Stated exercise:
Count the lines in the rows below that contain the string "wheel", treating matches as case-sensitive. Reply with the number alone.

Records shown:
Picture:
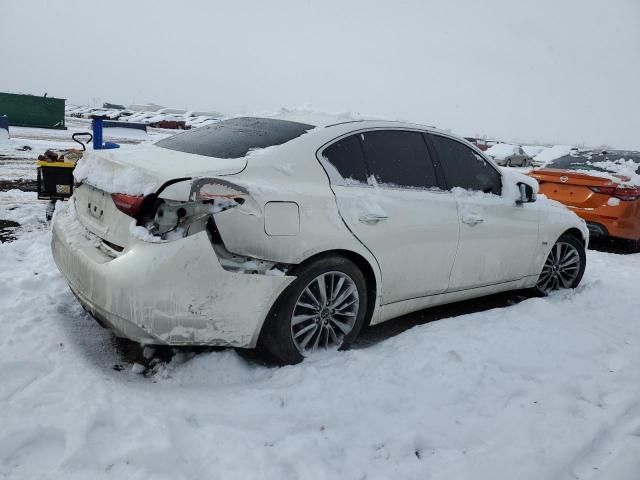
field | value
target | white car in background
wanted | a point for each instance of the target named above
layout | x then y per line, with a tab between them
294	235
507	155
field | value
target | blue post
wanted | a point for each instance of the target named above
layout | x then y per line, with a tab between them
96	125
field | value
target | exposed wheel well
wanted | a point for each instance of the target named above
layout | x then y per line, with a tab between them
576	233
364	266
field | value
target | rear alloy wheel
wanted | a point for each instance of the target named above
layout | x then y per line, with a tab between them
564	266
323	308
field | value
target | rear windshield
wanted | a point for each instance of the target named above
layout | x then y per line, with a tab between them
610	161
234	138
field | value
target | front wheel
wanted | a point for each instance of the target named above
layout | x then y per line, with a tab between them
323	308
564	266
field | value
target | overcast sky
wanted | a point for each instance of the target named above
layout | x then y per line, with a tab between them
562	71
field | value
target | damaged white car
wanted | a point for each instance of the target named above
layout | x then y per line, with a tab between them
294	235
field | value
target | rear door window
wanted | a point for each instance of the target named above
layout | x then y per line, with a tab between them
234	138
398	158
347	158
464	168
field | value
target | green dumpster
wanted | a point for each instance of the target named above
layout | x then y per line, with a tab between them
32	111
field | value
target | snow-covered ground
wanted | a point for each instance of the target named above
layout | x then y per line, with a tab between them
545	388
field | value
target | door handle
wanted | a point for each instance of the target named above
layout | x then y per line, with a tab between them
471	220
372	218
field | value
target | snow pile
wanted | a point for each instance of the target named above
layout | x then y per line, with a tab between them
551	153
501	151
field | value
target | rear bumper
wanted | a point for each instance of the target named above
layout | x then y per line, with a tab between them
173	293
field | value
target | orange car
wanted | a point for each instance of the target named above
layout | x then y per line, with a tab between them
602	188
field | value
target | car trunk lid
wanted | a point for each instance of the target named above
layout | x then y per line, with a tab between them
137	171
573	188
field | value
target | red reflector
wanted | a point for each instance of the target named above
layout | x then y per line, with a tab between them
627	193
129	204
604	190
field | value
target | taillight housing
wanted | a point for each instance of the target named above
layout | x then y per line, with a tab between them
128	204
623	193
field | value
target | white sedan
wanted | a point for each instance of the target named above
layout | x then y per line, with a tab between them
294	235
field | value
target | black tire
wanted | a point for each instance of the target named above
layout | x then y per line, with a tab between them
277	337
566	241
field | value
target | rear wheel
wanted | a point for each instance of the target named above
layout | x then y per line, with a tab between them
323	308
564	266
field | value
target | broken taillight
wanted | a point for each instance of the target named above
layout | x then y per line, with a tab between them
128	204
622	193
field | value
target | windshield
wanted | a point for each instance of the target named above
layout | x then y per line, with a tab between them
235	137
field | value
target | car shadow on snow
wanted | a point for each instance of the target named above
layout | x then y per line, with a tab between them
100	347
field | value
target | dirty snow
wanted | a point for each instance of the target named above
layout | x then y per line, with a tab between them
501	151
547	388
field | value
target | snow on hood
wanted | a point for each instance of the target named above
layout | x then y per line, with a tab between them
143	169
620	170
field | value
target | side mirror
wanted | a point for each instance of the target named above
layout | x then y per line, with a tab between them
527	195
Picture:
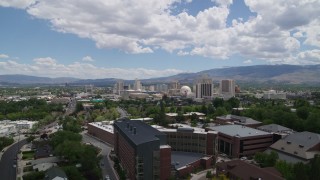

Task response:
4